* WORK ITEM
Every record must be retyped as it stands.

* SOURCE INFORMATION

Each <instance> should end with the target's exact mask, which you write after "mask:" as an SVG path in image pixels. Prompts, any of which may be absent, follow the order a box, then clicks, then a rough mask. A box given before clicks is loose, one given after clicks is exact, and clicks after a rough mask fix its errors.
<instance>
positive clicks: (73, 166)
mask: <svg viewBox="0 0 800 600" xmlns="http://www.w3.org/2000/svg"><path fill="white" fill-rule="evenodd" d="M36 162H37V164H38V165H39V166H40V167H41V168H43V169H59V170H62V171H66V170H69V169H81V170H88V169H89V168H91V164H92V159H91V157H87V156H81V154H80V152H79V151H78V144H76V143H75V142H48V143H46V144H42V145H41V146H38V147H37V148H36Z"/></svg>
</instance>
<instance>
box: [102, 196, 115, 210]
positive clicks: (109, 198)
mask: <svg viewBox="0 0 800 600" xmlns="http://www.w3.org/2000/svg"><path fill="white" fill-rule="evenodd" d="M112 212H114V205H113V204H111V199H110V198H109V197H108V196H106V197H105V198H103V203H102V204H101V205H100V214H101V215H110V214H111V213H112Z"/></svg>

* SOLUTION TO THIS PROBLEM
Each <instance> should end with the target's exact mask, which you write after "mask:" as an SVG path in image pixels. Prompts, any of which may be absent, follow the order a box, then clicks, then a rough mask. A box given before clicks is loose, one given after clicks is exact, and clicks after a rough mask fix its errors.
<instance>
positive clicks: (73, 166)
mask: <svg viewBox="0 0 800 600" xmlns="http://www.w3.org/2000/svg"><path fill="white" fill-rule="evenodd" d="M36 162H37V164H38V165H39V166H40V167H41V168H43V169H59V170H62V171H66V170H69V169H81V170H88V169H89V168H91V164H92V159H91V157H87V156H81V154H80V152H79V151H78V144H76V143H75V142H48V143H46V144H42V145H41V146H38V147H37V148H36Z"/></svg>
</instance>
<instance>
box: [102, 196, 115, 210]
positive clicks: (109, 198)
mask: <svg viewBox="0 0 800 600" xmlns="http://www.w3.org/2000/svg"><path fill="white" fill-rule="evenodd" d="M112 212H114V205H113V204H111V199H110V198H109V197H108V196H106V197H105V198H103V203H102V204H101V205H100V214H101V215H110V214H111V213H112Z"/></svg>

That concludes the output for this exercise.